> _Página_:
* * * * * * *

Como tampoco tiene sentido, frente a la crisis climática y energética, un
sistema económico que sólo sabe administrar el despojo sistemático de vida
(humanidad y naturaleza) en favor de los fetiches del mundo moderno: el capital
y el mercado. La crisis es civilizatoria y sólo puede ser comprendida, en su verdadera
magnitud, desde una perspectiva multidimensional.
Esto quiere decir que, tampoco las
ciencias modernas, en su crisis epistemológica, estarían a la altura de dar
razón de la crisis. Si todas parten de los mitos y prejuicios modernos, ¿cómo
podrían auscultar una crisis que la originan estos mismos mitos y prejuicios?
La crisis actual manifiesta una rebelión de los límites mismos de un mundo que
es finito; pero la ciencia moderna, la economía capitalista y el mismo
paradigma del desarrollo, suponen recursos de aprovechamiento infinitos como
presupuesto de un progreso también infinito.
Este presupuesto
da origen a la sociedad moderna. Pero es un presupuesto falso, porque los
recursos no son infinitos. Ni la naturaleza ni el trabajo humano pueden
garantizar un progreso sin fin. Un crecimiento sin límites es una pura ilusión
trascendental. Por eso el mundo moderno se halla en la peor de sus
encrucijadas; pues si su economía se basa en el crecimiento económico, este
crecimiento supone el aprovechamiento desmedido de energía fósil. Sin energía
se hace imposible crecer. Crecer para el primer mundo significa aumentar su
consumo de energía; pero si añadimos a esto que el mito moderno de los países
ricos es crecer indefinidamente, fieles al modelo de desarrollo y progreso
infinito, resulta que su propia forma de vida, basada en el crecimiento
infinito, ya no puede sostenerse. Entonces, lo que se vislumbra, como
consecuencia de esta crisis, es el colapso cultural y civilizatorio de la
modernidad occidental. No siendo ya el primer mundo dueño de la energía del
planeta (desde el 2003, cuando British Petroleum confirma el fracaso de la
guerra de Irak), ya no puede subvencionar su desarrollo con la miseria que
genera su economía en el resto del planeta.

* * * * * * *

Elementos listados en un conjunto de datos

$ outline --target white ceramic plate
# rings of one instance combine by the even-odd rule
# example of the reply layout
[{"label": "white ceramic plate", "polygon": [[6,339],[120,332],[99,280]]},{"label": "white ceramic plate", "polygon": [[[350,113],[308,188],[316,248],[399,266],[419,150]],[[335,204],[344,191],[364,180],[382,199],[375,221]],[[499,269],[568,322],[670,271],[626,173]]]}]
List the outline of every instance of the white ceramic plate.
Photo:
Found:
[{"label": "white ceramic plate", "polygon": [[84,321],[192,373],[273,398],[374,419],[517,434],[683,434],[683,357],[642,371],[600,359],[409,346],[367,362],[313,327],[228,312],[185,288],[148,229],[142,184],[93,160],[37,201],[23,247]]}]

* * * * * * *

> _Lista de tareas_:
1: Enumera todo lo que, según el texto sobre la crisis civilizatoria, supone recursos de aprovechamiento infinitos.
2: Transcribe sin cambios el pasaje del texto sobre la crisis civilizatoria que va desde "Esto quiere decir" hasta "progreso también infinito.", ambos incluidos.
3: Explica, de acuerdo con el texto sobre la crisis civilizatoria, por qué es falso el presupuesto que da origen a la sociedad moderna.

> _Resultados por tarea_:
1: la ciencia moderna, la economía capitalista, el paradigma del desarrollo

2:
Esto quiere decir que, tampoco las
ciencias modernas, en su crisis epistemológica, estarían a la altura de dar
razón de la crisis. Si todas parten de los mitos y prejuicios modernos, ¿cómo
podrían auscultar una crisis que la originan estos mismos mitos y prejuicios?
La crisis actual manifiesta una rebelión de los límites mismos de un mundo que
es finito; pero la ciencia moderna, la economía capitalista y el mismo
paradigma del desarrollo, suponen recursos de aprovechamiento infinitos como
presupuesto de un progreso también infinito.

3: Es falso porque los recursos no son infinitos. Ni la naturaleza ni el trabajo humano pueden garantizar un progreso sin fin.